▶ [Task set]:
1. Answer these questions from the essay on New Zealand police performance:
(a) What share of 111 emergency calls does the target set out to have answered within 10 seconds, and by what date?
(b) Which analysis is named as the tool used to examine the technology trend?
(c) According to the July 2019 finding of the Independent Police Conduct Authority, what did the "downlink technology" on the "Air support Unit" increase?
2. Write the next part of the essay on New Zealand police performance, continuing after its final sentence.

▶ [Document text]:
The target five which defines more than 90% of 111 emergency calls answered within 10 seconds as of June 2018 has been taken as a target which has been identified to determine the performance of police in New Zealand. It has been a remarkable record for the police department in New Zealand to fight against the crime and pushing the criminals behind bars in such a less amount of time. The main reason for taking the target is due to the prominent service which the police department serves to the people, and this made the citizens of New Zealand feels very secure and safe (Rogers, 2018). Due to advancement in technology, the police becomes more responsive to the needs of people at the time of emergency, and this also helped the police officials to prevent the number of crimes which generally have a high possibility to take place. On the contrary, the technological factor has been taken into concern as an external trend to critically determine the target about which the whole assessment is dealing with. The technology trend has been analyzed using the ‘PEST” analysis in the following ways. These are:
a. Machines/Software: Speaking about today’s scenario, the Government of New Zealand has imported sufficient technological equipment which can become very useful in delivering the right service to the police department. To achieve this, a considerable number of sophisticated software has been provided to the police team to track the criminals, checking the official records of individuals and other related factors (Beddoe, 2016). This has positively impacted the police department in delivering the right justice to the citizens. Speaking about its future predictions, the advancement in developing the software may require less number of police officials in the department as the automated software can guide the officials more accurately.
b. Increased cost: In today’s world, technology is improving, and it also helps the police department to function in a more precise manner, but it also impacts the functioning of the police department in a negative way (Grant, 2016). This is because increased in automation increases the cost which gets involved in implementing the technology and the Government is forced to allocate a considerable amount of funds in the budget of the police department (Harcourt, 2019).
For example, in July 2019, the “Independent police conduct authority (IPCA)” revealed that the “downlink technology” on the “Air support Unit” increased the flexibility in the functioning of “deployment” and “management” during the pursuits.

▶ [Information provided]:
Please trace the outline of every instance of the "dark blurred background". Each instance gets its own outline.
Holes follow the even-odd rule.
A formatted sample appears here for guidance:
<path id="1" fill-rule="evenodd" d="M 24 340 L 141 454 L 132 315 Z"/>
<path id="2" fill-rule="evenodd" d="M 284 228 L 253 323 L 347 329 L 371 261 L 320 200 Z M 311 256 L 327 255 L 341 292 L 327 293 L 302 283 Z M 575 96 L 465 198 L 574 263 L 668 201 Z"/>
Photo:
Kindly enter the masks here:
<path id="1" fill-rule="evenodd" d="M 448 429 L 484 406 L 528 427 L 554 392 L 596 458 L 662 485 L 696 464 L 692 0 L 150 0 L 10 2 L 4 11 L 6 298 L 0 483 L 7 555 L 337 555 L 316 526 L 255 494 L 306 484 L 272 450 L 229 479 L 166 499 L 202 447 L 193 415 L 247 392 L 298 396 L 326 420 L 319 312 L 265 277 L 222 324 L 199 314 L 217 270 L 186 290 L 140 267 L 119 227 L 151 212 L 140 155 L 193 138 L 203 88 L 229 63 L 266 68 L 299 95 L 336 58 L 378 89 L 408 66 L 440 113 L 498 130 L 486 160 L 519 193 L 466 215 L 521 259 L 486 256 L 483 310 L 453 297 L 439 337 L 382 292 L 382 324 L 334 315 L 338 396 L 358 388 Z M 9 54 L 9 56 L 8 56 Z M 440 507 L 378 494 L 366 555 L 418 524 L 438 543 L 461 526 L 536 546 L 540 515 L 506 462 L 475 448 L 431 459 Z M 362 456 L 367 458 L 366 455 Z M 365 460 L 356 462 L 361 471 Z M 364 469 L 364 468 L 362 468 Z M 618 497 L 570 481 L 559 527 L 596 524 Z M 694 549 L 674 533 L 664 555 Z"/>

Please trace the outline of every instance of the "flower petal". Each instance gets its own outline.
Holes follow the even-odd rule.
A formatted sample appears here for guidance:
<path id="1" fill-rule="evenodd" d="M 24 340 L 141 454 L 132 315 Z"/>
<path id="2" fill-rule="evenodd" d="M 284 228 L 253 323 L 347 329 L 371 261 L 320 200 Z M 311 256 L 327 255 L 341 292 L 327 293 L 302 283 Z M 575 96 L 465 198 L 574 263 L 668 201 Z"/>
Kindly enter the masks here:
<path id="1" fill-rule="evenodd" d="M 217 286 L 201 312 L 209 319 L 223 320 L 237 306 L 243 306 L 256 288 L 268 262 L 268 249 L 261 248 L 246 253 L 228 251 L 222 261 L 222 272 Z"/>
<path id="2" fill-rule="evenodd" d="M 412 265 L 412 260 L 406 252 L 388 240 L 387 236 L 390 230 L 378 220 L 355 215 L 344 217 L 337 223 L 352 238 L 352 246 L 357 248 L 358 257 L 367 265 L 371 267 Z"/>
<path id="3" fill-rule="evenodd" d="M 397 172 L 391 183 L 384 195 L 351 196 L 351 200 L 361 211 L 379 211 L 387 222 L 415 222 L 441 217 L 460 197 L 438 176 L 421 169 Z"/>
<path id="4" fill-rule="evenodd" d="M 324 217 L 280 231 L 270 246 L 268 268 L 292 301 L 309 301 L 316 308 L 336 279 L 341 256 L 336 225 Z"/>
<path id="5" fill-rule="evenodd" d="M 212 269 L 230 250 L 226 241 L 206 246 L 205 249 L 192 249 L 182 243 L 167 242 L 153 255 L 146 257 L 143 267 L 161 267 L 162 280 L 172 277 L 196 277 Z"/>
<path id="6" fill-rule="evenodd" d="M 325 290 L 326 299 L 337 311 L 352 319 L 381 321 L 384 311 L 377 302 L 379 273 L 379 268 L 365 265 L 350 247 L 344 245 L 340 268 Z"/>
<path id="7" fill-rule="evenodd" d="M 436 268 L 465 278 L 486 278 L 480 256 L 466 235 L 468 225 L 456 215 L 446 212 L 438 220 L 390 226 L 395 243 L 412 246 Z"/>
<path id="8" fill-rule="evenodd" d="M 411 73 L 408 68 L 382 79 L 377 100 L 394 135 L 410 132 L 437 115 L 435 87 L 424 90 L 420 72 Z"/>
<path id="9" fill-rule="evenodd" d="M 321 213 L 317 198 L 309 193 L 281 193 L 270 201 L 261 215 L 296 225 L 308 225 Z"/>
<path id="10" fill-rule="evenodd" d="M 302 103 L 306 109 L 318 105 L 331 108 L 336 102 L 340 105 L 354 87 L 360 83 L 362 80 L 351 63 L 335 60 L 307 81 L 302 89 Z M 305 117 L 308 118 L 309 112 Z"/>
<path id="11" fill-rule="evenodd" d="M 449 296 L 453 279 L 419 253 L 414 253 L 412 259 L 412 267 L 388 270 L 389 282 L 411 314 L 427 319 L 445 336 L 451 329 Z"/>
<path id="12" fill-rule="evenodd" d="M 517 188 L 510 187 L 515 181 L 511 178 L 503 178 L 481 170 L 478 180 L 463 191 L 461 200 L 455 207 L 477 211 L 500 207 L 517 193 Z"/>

▶ [Expected outputs]:
1.
(a) More than 90%, as of June 2018.
(b) The PEST analysis.
(c) The flexibility of "deployment" and "management" during pursuits.

2.
According to the “New Zealand police”, the police department must analyze the external opportunity of implementing the technology to better predict the existing function of the technology all over the country. As of now, the police department incorporated a new 24/7 non-emergency crime phone number to all the citizens in the country. Thus, the technology implementation played a significant part in much response of getting the calls from people within a fraction of seconds (Huey et al. 2017). It is highly recommended for the police department to take advantage of implementing technology as an external trend. On the contrary, the risk associated with the up-gradation of technology seems to be very low, and the main benefits lie in its execution. To support this statement, one must get to know that the technology which is currently being used in New Zealand provides the enhanced services to the public by implementing a “nationwide” crime “reporting line” by which the police forces get “devoted” to “frontline preventive policing.”
Thus, the department is working on improvement in such technologies to provide a broader response to both the people of rural and urban areas. In light of this fact, the police must enhance the functioning of “web-based” crime reporting to market their presence in every situation anywhere. [Referred to Appendix 1]
There are many ways in which the role of a police officer can be improved using the right technology. The following points critically evaluate these:
a. Big data analytics: The “big data” analytics gained tremendous exposure in the “crime reporting” system throughout the country of New Zealand. It aimed to increase the transparency and provided a clear picture of the system with “comprehensive data reporting.” With the help of this kind of automated software, the police officials get the opportunity to monitor and regulate the key areas, major “data exchanges” and other related factors (Kappeler et al. 2015). In a broad sense, the big data helped in mass recruitment of police personnel in the department by tracking each personnel’s records and identifying their qualifications.
b. Global positioning systems: The “Global positioning systems (GPS)” aids to provide the best service in terms of locating the criminals and making the data more “robust” which ensures that the integrated system of “GPS” collaborates with the regulations and frameworks used by the Judiciary system. This technology has transformed the role of each officer by managing the police forces better by ensuring that most of the critical areas such as cost, risks and guidelines are covered. This also aids in determining the right manpower requirements from time to time.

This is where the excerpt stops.